(EXERCISE DETAILS):
Copy the passage of the court opinion from "CERTIFIED FOR PUBLICATION" to "month in rent." word for word.

(SOURCE TEXT):
>>>

AVALON PACIFIC - SANTA ANA, L.P., PLAINTIFF AND RESPONDENT,
v.
HD SUPPLY REPAIR & REMODEL, LLC, ET AL., DEFENDANTS AND APPELLANTS.



Appeal from a judgment of the Superior Court of Orange County, Josephine Staton Tucker, Judge. (Super. Ct. No. 30-2008-00105887)

The opinion of the court was delivered by: Fybel, J.

CERTIFIED FOR PUBLICATION

OPINION

Reversed and remanded with directions.

INTRODUCTION

Avalon Pacific - Santa Ana, L.P. (Avalon), leased a parcel of real property in Santa Ana to HD Supply Repair & Remodel, LLC (HD Supply), which intended to convert the property from vacant warehouses and office space into a retail facility. After demolishing the office space, HD Supply halted renovations due to economic conditions and allowed the property to fall into disrepair. Avalon sued HD Supply and the guarantor of the lease, The Home Depot, Inc. (Home Depot), for breach of the maintenance and repair obligations of the lease and for waste. (HD Supply and Home Depot are collectively called Defendants.) However, Avalon did not terminate the lease, the initial term of which runs into 2017. HD Supply continues to pay, and Avalon continues to receive, about $50,000 a month in rent.

<<<

(AVAILABLE DATA):

>>>

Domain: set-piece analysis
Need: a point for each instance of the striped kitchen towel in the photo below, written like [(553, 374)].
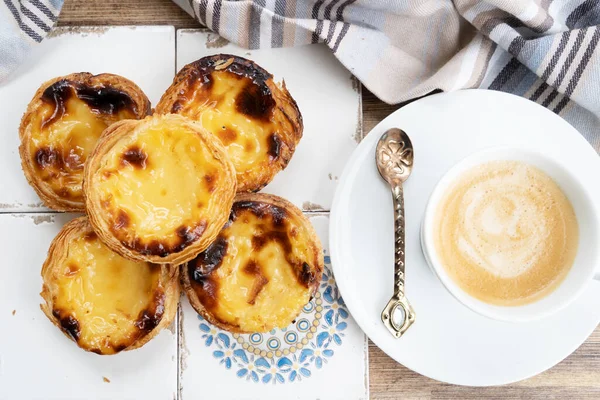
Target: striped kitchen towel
[(23, 23), (544, 50)]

<<<

(WRITTEN SOLUTION):
CERTIFIED FOR PUBLICATION

OPINION

Reversed and remanded with directions.

INTRODUCTION

Avalon Pacific - Santa Ana, L.P. (Avalon), leased a parcel of real property in Santa Ana to HD Supply Repair & Remodel, LLC (HD Supply), which intended to convert the property from vacant warehouses and office space into a retail facility. After demolishing the office space, HD Supply halted renovations due to economic conditions and allowed the property to fall into disrepair. Avalon sued HD Supply and the guarantor of the lease, The Home Depot, Inc. (Home Depot), for breach of the maintenance and repair obligations of the lease and for waste. (HD Supply and Home Depot are collectively called Defendants.) However, Avalon did not terminate the lease, the initial term of which runs into 2017. HD Supply continues to pay, and Avalon continues to receive, about $50,000 a month in rent.